-- Start of Available data --
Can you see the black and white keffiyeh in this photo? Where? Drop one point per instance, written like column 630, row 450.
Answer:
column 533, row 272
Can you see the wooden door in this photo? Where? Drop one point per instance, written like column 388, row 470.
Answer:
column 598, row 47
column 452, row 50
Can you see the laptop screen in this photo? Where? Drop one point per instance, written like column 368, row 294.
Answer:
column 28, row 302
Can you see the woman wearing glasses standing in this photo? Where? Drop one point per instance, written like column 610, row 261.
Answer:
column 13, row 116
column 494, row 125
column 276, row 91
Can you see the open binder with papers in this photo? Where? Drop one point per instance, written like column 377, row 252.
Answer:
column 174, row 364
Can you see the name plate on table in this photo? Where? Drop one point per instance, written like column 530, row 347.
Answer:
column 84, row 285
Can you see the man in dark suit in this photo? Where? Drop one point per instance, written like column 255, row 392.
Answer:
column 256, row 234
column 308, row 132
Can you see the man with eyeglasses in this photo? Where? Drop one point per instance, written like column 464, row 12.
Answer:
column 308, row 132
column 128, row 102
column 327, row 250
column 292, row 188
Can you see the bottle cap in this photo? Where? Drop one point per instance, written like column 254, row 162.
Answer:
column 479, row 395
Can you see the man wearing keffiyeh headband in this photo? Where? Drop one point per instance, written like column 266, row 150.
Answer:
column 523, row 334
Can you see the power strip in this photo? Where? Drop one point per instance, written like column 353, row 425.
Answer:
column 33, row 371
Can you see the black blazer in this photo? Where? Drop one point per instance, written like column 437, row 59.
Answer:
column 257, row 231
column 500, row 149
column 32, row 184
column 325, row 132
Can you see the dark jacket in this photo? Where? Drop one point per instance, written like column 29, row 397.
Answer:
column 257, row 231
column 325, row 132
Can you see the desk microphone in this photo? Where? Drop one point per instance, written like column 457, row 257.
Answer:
-- End of Available data --
— Exercise task —
Can you output all of the rows above as a numbered list, leaving out any blank lines?

— Response to this task —
1. Can you see the black and white keffiyeh in this photo? Where? Drop one point per instance, written like column 630, row 450.
2. Answer:
3. column 533, row 272
4. Can you see the wooden door in this photo? Where? Drop one point per instance, written like column 388, row 470.
5. Answer:
6. column 598, row 47
7. column 452, row 50
8. Can you see the laptop screen in this photo? Where? Drop one point per instance, written like column 368, row 294.
9. Answer:
10. column 28, row 302
11. Can you see the woman wearing glasses standing in this photo? Where? Drop one point per instance, written like column 610, row 261.
12. Answer:
13. column 13, row 116
14. column 494, row 125
15. column 276, row 91
16. Can you see the open binder with papers in this photo? Where? Drop one point per instance, written like column 377, row 252.
17. Answer:
18. column 174, row 364
19. Can you see the name plate on table in this photo? Where? Drop one point per instance, written like column 530, row 347.
20. Answer:
21. column 84, row 285
22. Can you see the man in dark suit in this photo? Where? Drop one point per instance, written like column 255, row 392.
23. Answer:
24. column 256, row 234
25. column 308, row 132
26. Can you see the man with eyeglasses in this photo? Where? Drop one point per instance, written like column 464, row 12.
27. Answer:
28. column 308, row 132
29. column 128, row 102
30. column 327, row 250
31. column 292, row 188
32. Can you see the bottle cap in this photo? Where? Drop one point per instance, written like column 254, row 162.
33. Answer:
34. column 479, row 395
35. Can you see the man wearing keffiyeh headband in this photo? Where? Drop one point per instance, written like column 266, row 150.
36. Answer:
37. column 523, row 334
38. Can you see the power strip in this photo? Where? Drop one point per instance, written like column 353, row 425.
39. Answer:
40. column 33, row 371
41. Can you see the black blazer in this photo? Where? Drop one point per instance, written like column 437, row 59.
42. Answer:
43. column 257, row 231
44. column 500, row 149
45. column 32, row 184
46. column 325, row 132
47. Can you see the dark jacket in this photo? Where? Drop one point per instance, written like column 29, row 397.
48. Answer:
49. column 257, row 231
50. column 325, row 132
51. Can you see the desk microphone in this photo? Where? Drop one point per instance, written like column 457, row 257.
52. Answer:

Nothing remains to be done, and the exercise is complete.